━━━ Data shown ━━━

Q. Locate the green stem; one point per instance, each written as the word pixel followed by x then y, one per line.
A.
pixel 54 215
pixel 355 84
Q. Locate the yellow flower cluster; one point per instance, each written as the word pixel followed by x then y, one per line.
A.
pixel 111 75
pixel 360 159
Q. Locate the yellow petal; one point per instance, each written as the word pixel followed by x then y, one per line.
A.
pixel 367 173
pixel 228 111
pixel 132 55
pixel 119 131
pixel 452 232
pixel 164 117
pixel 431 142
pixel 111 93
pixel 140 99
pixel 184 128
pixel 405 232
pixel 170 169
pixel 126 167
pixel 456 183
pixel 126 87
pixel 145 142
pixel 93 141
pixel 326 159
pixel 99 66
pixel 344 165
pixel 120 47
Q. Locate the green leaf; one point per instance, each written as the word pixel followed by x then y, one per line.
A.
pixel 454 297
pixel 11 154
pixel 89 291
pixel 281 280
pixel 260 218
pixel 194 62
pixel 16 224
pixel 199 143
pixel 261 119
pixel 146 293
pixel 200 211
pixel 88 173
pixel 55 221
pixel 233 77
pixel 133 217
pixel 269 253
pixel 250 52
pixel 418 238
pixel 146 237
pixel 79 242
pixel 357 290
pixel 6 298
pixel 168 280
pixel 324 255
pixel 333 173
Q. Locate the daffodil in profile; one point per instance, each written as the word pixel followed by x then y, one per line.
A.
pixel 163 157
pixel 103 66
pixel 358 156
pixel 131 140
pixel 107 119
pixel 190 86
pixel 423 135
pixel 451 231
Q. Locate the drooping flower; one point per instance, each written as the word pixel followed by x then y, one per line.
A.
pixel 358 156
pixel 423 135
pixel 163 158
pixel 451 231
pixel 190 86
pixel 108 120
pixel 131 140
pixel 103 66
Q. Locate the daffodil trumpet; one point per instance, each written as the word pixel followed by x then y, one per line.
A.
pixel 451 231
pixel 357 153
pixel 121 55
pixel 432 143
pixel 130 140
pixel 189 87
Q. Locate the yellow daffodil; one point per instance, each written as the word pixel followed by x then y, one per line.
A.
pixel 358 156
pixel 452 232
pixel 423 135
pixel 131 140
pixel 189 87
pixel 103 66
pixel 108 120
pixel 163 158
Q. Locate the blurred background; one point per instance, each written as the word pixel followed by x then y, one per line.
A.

━━━

- Work order -
Please count the lines above that contain the string "word" and reply with the number alone.

- Solution to this task -
9